Work instruction:
List all the lines in these records that hold "concrete".

Exercise inputs:
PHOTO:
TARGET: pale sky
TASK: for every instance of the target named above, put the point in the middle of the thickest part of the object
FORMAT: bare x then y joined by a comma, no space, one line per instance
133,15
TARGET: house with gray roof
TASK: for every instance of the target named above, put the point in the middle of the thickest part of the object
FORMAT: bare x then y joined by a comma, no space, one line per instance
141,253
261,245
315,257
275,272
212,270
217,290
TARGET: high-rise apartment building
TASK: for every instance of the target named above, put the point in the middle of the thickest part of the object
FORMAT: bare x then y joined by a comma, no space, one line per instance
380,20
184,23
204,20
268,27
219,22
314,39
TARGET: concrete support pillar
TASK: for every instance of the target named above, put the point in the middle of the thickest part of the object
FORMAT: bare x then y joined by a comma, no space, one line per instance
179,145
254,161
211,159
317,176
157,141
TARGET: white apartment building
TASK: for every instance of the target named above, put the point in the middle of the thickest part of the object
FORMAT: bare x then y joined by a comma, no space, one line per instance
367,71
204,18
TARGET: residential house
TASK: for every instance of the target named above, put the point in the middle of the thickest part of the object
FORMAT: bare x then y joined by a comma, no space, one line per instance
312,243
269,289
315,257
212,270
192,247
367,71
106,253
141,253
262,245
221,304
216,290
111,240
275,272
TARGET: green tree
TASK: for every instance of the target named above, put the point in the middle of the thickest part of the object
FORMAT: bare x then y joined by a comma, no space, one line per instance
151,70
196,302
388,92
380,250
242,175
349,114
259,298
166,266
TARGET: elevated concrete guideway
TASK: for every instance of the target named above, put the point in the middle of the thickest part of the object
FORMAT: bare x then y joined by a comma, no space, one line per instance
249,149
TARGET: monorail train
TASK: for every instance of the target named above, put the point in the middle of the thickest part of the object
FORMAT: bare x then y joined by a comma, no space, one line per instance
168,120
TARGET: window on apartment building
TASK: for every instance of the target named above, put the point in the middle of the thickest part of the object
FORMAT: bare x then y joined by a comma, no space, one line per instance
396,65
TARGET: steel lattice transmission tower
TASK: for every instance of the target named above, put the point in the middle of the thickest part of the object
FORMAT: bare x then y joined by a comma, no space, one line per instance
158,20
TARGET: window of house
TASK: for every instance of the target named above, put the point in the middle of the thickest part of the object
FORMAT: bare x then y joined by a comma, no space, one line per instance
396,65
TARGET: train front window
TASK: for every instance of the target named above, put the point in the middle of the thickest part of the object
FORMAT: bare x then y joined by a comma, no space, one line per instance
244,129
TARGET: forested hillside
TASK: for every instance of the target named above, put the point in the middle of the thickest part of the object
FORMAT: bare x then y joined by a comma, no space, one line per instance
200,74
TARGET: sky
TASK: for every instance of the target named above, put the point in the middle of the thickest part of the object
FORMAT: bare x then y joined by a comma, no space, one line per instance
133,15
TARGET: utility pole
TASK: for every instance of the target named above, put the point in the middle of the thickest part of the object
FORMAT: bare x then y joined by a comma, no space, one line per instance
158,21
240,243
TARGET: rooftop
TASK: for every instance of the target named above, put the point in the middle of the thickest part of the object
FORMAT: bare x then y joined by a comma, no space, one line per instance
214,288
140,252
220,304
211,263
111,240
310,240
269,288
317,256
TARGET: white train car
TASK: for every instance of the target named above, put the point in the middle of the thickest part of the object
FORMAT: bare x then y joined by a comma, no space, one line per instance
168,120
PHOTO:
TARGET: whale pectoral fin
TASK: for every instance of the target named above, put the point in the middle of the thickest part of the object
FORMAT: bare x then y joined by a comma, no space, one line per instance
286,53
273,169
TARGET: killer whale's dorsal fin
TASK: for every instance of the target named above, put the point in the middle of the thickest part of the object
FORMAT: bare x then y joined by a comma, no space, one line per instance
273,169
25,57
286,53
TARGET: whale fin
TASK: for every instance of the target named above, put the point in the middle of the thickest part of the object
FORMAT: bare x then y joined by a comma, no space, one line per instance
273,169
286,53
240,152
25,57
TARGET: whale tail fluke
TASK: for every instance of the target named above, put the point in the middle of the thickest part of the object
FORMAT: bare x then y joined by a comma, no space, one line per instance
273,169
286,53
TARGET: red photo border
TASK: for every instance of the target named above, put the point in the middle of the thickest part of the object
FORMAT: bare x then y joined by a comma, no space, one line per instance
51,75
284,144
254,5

--

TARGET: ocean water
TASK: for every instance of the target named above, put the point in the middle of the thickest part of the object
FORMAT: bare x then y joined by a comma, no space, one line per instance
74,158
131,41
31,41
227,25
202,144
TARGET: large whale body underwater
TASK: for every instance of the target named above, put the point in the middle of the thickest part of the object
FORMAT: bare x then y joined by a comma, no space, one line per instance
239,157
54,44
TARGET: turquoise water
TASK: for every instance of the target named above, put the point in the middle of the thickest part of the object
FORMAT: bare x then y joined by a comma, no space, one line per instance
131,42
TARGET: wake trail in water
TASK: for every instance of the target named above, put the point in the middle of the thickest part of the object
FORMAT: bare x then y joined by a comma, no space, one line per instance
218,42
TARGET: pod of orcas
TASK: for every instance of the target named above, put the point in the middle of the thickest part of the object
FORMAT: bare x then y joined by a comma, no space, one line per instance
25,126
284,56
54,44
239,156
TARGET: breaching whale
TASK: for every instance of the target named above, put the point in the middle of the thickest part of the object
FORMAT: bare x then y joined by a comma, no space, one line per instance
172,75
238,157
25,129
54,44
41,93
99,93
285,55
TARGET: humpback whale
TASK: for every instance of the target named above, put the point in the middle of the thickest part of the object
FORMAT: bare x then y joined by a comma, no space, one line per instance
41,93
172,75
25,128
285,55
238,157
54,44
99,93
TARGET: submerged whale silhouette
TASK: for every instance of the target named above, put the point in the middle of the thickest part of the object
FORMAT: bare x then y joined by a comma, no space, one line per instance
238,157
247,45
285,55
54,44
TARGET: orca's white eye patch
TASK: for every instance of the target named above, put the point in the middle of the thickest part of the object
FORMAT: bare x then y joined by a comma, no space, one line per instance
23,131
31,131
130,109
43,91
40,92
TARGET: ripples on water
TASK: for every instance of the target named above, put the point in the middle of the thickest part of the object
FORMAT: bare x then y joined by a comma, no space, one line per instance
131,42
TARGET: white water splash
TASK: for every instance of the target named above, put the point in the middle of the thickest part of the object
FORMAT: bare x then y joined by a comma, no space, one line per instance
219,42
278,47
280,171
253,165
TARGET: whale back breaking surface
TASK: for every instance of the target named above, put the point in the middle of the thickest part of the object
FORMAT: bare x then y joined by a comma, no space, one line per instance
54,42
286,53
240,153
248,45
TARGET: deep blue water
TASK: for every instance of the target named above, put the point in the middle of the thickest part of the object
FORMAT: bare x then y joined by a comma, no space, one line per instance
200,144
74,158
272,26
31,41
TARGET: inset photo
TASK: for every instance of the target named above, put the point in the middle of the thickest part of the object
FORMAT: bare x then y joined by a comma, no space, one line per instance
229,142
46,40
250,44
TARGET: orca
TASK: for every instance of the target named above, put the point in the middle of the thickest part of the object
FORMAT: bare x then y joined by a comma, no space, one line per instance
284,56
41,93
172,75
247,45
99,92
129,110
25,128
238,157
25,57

Output below:
TARGET: concrete support pillar
TARGET: elevated concrete guideway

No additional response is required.